• Görevin istediği: Aşağıdaki kayıtlarda "building" sözcüğünü içeren her satırı bulup olduğu gibi kopyalayın; büyük ve küçük harf ayrımı dikkate alınmalıdır.

• Görev malzemesi:
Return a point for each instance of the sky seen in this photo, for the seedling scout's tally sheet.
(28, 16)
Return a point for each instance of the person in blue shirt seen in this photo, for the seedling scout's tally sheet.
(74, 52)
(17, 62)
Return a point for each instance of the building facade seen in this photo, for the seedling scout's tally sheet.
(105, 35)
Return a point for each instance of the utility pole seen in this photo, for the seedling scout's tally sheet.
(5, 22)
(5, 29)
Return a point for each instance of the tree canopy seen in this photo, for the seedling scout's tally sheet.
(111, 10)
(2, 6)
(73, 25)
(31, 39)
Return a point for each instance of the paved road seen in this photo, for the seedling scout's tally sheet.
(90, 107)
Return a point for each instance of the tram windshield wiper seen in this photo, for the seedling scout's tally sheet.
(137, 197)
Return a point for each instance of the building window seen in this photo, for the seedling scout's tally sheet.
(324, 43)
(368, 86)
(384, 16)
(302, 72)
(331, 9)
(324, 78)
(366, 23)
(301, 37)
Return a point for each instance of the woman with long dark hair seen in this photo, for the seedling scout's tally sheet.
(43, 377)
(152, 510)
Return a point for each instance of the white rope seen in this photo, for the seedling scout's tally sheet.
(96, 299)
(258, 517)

--

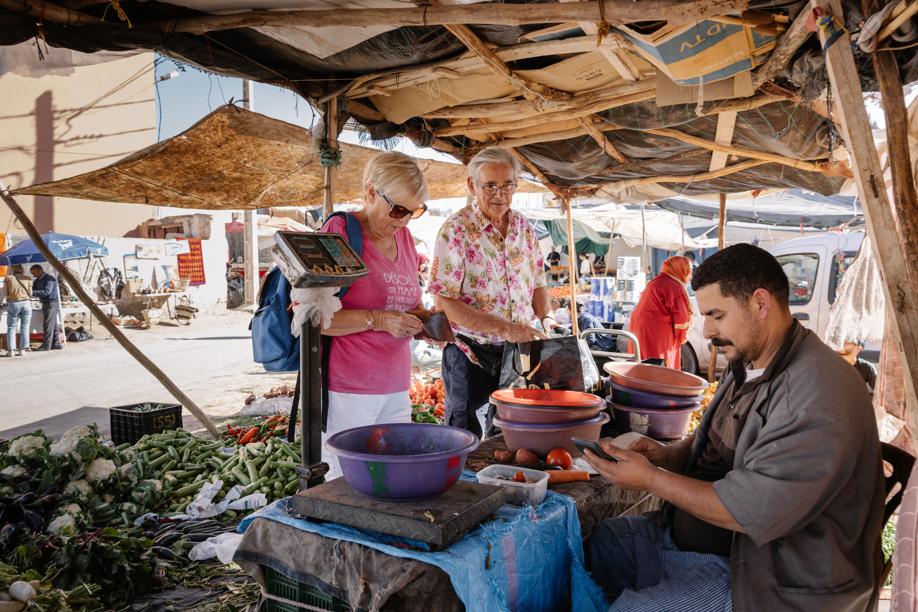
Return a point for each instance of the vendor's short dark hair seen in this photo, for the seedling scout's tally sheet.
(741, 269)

• Alıştırma çıktısı:
Return a point for each instance of the building facade seen in this photo, for the seedling scout's tally sheet.
Return a point for each instance of the building window seen in this photo, for the seedling scout's tally sheet.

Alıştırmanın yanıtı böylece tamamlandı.